-- Material supplied follows --
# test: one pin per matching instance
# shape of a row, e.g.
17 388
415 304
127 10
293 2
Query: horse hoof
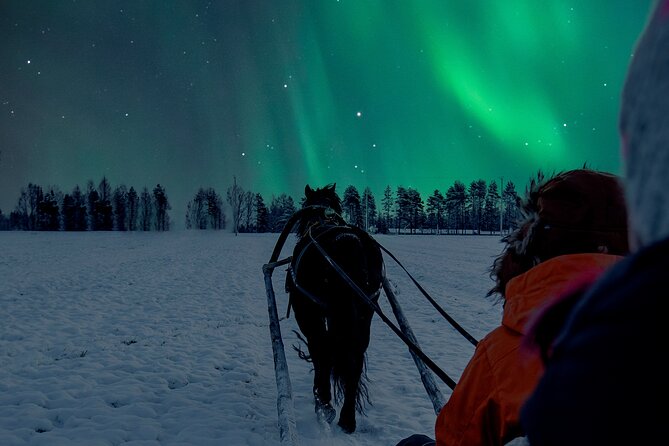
348 428
325 412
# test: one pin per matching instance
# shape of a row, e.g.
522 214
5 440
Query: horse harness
329 221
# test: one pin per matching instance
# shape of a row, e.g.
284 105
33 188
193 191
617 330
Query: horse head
326 205
325 196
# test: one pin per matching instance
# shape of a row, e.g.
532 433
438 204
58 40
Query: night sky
417 93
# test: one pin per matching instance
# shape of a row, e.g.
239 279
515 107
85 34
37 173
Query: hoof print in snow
177 383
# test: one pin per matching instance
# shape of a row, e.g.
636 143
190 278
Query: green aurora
417 93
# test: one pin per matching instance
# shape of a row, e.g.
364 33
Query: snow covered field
162 338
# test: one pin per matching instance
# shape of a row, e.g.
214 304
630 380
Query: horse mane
324 196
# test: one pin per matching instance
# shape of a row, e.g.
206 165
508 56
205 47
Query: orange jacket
484 408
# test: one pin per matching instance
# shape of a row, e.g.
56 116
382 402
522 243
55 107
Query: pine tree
161 205
436 205
262 214
491 208
145 210
133 209
368 208
351 206
120 208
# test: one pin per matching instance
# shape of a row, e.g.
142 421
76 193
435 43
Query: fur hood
577 211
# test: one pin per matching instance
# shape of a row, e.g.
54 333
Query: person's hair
576 211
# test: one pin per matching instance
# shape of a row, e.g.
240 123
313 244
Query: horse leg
322 371
351 381
318 344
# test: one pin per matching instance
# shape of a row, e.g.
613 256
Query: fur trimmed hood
577 211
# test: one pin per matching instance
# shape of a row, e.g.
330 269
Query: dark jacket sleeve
603 381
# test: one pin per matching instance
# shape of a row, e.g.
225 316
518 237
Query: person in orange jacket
605 379
574 228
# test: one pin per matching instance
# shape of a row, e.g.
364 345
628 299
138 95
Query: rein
371 301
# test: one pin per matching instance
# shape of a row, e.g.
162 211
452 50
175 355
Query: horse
332 316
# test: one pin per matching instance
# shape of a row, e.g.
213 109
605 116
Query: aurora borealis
418 93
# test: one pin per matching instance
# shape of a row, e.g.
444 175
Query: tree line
97 208
479 208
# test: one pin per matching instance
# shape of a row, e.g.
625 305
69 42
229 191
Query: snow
163 338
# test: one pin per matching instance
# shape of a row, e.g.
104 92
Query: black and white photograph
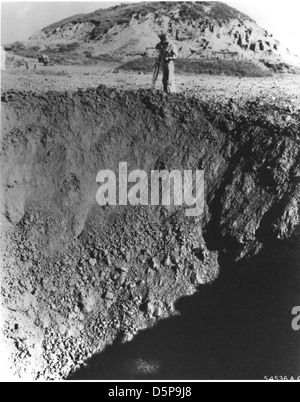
150 194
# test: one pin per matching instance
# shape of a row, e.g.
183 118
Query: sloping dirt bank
77 276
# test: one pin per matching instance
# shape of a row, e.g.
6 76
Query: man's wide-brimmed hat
163 35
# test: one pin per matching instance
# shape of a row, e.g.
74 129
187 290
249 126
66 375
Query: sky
19 20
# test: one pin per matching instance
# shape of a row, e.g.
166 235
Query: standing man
167 54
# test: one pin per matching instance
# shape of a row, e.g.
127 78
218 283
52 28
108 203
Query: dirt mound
78 276
213 30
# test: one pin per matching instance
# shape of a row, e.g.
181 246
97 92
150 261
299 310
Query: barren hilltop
211 29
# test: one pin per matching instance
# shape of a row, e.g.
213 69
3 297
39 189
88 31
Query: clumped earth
77 276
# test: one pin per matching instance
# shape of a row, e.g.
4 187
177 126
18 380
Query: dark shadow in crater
237 328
-- Material supplied concluded --
:: What needs to be done ::
Output each line of the records exactly. Any picture is skipped.

:: Exercise response ::
# test: one pin per matching instance
# shape of a row, e.g.
17 388
415 304
127 10
293 2
Query: horse hoof
348 428
325 412
# test: one pin per matching instance
# shape of a row, e.g.
522 214
5 440
Query: horse harness
329 221
# test: one pin per matching instance
# shape of a row, e.g.
284 105
33 188
193 191
617 330
Query: horse head
326 205
325 196
# test: one pin per matching instance
# shape of a row, e.g.
532 433
438 204
58 40
Query: night sky
417 93
# test: one pin per matching instance
# shape of a row, e.g.
239 279
515 107
85 34
37 173
Query: hoof print in snow
177 383
# test: one pin per matching instance
# shape of a row, e.g.
636 143
190 278
Query: green aurora
417 93
# test: one pin per matching instance
# shape of a row, e.g.
364 33
Query: snow covered field
162 338
# test: one pin per matching instance
# shape of a row, e.g.
214 304
630 380
Query: horse mane
324 196
# test: one pin per matching instance
# shape of a row, e.g.
206 165
508 56
205 47
Query: orange jacket
484 408
# test: one pin per matching instance
# shape of a row, e.g.
56 116
382 402
522 243
55 107
Query: pine tree
161 205
436 205
262 214
491 208
145 210
133 209
368 208
351 206
120 208
# test: one pin per matching instance
# shape of a row, e.g.
142 421
76 193
435 43
Query: fur hood
577 211
# test: one pin per matching instance
# shape of a row, e.g.
54 333
Query: person's hair
576 211
# test: one pin per matching instance
# shape of a row, e.g.
240 123
313 244
Query: horse leg
322 371
351 381
318 344
# test: one pin per matching instance
# shape of a row, e.g.
613 256
Query: fur trimmed hood
577 211
# test: one pin per matching instance
# shape of a row, e.g.
330 269
Query: dark jacket sleeve
603 381
# test: one pin per matching instance
# shape of a row, e.g.
225 316
518 237
Query: person in orange jacket
605 379
574 228
# test: one pin per matching instance
# shape of a row, e.g.
364 345
628 299
138 95
Query: rein
371 301
# test: one pin per matching instance
# shape of a row, e.g.
162 211
452 50
175 355
Query: horse
332 316
# test: one pin per matching instance
# shape of a row, e.g.
213 109
605 116
Query: aurora borealis
418 93
# test: one pin per matching instance
# shape of a row, e.g.
444 175
Query: tree line
97 208
479 208
# test: one pin per matching instance
# shape of a row, e.g.
625 305
69 42
229 191
Query: snow
163 338
# test: one pin per matching instance
# shape of a row, e.g.
104 92
Query: black and white photograph
150 194
# test: one pin per matching instance
# shape of a row, e.g.
183 118
Query: sloping dirt bank
77 276
# test: one pin per matching instance
# shape of a row, e.g.
6 76
Query: man's wide-brimmed hat
163 35
# test: one pin per matching instance
# shape of a row, e.g.
74 129
187 290
249 126
66 375
Query: sky
19 20
# test: one pin per matching instance
# shape of a row, e.g.
166 235
Query: standing man
167 54
# test: one pin per matching instance
# shape of a row, e.g.
127 78
218 283
52 28
108 203
Query: dirt mound
78 276
213 30
# test: one pin per matching instance
# shape of a row, e.g.
181 246
97 92
150 261
299 310
Query: barren hilltop
211 29
# test: one pin per matching instance
# shape of a row, e.g.
213 69
3 297
39 189
88 31
Query: clumped earth
77 276
# test: one pin per matching instance
# shape of a row, e.g.
4 187
177 126
18 380
Query: dark shadow in crater
237 328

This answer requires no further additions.